## The task
For this exercise, please find the lines in the entries that include the word "Write" and copy them.

== Records for processing ==

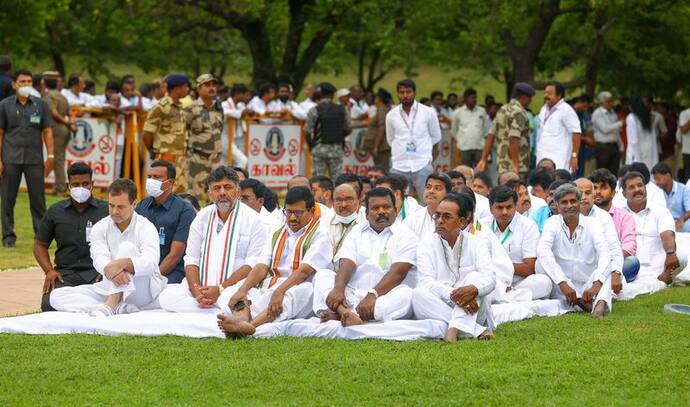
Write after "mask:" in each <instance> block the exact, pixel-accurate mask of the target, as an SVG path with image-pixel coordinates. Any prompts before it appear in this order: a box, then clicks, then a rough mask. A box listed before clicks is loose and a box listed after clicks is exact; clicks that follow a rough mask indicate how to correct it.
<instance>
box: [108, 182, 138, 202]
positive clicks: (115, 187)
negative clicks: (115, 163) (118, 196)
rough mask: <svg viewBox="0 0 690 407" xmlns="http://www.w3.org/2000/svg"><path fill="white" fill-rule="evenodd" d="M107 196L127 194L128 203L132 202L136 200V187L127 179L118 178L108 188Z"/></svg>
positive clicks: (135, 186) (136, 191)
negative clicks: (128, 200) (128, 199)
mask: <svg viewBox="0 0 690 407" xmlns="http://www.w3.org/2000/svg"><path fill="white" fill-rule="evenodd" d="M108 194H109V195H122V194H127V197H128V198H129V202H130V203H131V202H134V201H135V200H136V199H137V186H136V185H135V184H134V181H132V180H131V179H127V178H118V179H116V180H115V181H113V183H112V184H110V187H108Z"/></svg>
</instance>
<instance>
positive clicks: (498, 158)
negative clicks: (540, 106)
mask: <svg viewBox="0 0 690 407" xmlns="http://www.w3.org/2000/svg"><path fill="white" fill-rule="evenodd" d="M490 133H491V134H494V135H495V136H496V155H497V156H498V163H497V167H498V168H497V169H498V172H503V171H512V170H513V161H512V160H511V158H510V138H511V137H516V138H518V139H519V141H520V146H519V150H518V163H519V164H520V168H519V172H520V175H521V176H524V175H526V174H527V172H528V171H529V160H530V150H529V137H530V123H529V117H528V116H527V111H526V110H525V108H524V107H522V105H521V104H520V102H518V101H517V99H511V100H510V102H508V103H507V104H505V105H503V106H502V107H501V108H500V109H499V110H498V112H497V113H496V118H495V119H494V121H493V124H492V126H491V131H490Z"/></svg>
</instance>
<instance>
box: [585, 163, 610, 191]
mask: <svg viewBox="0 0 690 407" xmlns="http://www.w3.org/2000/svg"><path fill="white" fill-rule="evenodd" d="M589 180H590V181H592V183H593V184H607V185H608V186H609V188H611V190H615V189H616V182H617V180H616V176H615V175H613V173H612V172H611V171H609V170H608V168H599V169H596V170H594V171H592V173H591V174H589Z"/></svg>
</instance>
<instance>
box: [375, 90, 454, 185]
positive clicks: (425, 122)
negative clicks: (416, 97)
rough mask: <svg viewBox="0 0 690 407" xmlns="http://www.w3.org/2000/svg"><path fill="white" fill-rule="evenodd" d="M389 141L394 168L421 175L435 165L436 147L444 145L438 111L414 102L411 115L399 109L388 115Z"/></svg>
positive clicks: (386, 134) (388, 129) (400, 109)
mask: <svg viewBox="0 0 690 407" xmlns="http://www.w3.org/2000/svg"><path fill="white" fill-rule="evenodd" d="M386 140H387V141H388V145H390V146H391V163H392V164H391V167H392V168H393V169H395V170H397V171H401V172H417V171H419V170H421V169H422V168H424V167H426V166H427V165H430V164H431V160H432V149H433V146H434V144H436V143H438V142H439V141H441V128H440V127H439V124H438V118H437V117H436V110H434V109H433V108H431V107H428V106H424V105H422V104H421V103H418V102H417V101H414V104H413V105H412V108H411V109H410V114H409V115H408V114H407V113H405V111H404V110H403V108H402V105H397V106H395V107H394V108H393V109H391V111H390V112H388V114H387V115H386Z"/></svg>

===
== Records for processing ==

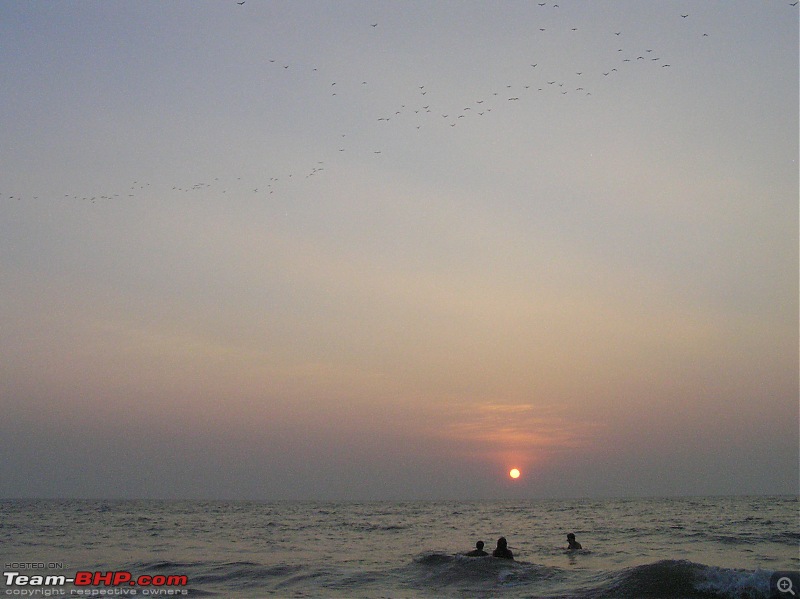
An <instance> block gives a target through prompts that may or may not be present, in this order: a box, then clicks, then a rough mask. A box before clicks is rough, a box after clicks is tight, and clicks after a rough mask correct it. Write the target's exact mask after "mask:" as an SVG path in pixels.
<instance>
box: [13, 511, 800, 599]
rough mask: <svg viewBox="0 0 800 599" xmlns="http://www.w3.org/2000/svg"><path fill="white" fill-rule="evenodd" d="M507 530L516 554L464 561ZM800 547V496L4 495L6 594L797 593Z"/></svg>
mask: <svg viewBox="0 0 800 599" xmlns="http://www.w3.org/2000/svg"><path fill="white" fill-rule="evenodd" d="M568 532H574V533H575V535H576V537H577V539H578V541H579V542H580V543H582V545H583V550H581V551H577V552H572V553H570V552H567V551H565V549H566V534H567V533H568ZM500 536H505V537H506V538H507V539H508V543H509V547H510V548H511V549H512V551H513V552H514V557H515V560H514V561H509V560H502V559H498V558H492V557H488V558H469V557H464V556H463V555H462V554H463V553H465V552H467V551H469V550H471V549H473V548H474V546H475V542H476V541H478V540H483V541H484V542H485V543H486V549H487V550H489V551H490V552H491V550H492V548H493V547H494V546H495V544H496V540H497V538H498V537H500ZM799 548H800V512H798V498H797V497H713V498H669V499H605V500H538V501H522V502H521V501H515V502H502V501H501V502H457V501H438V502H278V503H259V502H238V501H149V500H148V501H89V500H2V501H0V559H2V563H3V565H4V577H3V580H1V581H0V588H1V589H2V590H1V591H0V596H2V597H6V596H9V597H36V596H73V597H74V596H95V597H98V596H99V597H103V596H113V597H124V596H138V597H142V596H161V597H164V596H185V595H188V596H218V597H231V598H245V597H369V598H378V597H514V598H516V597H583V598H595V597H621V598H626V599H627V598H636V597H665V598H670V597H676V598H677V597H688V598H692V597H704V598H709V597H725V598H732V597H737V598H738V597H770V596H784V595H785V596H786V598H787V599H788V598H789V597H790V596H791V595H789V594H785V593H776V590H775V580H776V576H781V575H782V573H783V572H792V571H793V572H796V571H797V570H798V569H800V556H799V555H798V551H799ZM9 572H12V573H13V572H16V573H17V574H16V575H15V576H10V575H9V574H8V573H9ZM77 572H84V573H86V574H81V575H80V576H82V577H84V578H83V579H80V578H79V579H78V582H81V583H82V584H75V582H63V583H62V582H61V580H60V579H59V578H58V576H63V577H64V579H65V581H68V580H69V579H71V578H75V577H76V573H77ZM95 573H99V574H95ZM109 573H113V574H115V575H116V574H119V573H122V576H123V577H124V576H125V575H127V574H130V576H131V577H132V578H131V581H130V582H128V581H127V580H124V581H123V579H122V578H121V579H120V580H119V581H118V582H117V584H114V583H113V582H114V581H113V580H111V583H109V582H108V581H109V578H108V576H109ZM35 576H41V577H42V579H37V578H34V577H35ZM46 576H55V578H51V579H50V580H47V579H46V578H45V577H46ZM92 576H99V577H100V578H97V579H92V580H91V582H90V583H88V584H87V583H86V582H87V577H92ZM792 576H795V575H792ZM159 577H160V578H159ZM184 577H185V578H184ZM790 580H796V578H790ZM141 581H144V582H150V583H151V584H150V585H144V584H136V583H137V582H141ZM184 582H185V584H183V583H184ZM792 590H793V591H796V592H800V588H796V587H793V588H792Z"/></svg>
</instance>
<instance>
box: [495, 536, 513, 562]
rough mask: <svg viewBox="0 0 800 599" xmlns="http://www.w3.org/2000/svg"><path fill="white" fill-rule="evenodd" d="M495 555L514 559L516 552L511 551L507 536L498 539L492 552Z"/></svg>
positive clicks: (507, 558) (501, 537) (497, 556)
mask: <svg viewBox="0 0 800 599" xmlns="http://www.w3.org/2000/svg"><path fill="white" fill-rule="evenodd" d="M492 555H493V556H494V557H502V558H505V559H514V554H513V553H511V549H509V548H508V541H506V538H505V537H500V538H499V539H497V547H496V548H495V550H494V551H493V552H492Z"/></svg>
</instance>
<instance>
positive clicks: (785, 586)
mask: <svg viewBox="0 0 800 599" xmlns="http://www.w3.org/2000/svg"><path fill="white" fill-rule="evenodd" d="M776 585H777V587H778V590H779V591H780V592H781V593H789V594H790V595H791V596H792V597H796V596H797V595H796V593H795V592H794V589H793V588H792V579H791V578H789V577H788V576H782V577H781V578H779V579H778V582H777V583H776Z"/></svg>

===

## Response
Write after "mask:" in each <instance> block the exact, pixel-accurate mask of the target, as an SVG path with image-pixel coordinates. Any prompts before it appear in this order: a box, then clicks, then a rough mask. A box listed before clicks is loose and a box listed after clicks is exact; clicks that follow a rough mask indicate how to correct it.
An <instance> block gives a target through prompts that may or may not be present, in this order: a box, then clicks, then a rough mask. A box before clicks is rough, a box after clicks is tight, and clicks after a rough mask correct it. Write the target's exact mask after "mask:" as an SVG path in pixels.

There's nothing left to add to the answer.